__Task material__:
** Start **

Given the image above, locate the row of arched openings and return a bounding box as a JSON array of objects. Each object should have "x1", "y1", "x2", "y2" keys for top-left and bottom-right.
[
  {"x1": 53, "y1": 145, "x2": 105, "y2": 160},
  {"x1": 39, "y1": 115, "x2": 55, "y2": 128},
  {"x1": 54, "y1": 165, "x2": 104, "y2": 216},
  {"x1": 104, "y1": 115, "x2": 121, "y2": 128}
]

** End **
** Start **

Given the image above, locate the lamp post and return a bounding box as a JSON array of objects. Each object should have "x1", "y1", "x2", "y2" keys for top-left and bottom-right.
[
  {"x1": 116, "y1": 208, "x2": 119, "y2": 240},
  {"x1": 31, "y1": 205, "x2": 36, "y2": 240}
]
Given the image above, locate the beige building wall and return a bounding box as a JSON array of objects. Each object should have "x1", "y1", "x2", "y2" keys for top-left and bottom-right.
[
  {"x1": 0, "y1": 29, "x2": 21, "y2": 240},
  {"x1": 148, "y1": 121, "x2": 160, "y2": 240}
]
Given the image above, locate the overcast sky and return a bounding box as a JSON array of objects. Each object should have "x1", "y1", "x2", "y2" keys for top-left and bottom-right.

** End **
** Start **

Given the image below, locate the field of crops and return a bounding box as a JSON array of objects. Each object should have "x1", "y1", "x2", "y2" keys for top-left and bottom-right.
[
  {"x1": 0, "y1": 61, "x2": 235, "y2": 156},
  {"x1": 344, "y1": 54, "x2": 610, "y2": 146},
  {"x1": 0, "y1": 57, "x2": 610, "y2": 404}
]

** End **

__Set exercise__: Copy the entries from the line that has "Given the image above, locate the lamp" through the line that has "Given the image above, locate the overcast", substituting "rectangle" for "bounding box" and keeping everything else the same.

__Result below__:
Given the image above, locate the lamp post and return a rectangle as a JSON array of objects. Each object should have "x1", "y1", "x2", "y2" keys for top-left and bottom-right.
[
  {"x1": 116, "y1": 208, "x2": 119, "y2": 240},
  {"x1": 31, "y1": 205, "x2": 36, "y2": 240}
]
Given the image above, locate the beige building wall and return a rectangle as a JSON array of objects. Each object should have "x1", "y1", "x2", "y2" keys for top-left and bottom-right.
[
  {"x1": 0, "y1": 29, "x2": 21, "y2": 240},
  {"x1": 148, "y1": 121, "x2": 160, "y2": 240}
]
Given the image above, locate the overcast sky and return a rectangle as a JSON array of objects. Each object should have "x1", "y1", "x2", "y2" keys for top-left and bottom-right.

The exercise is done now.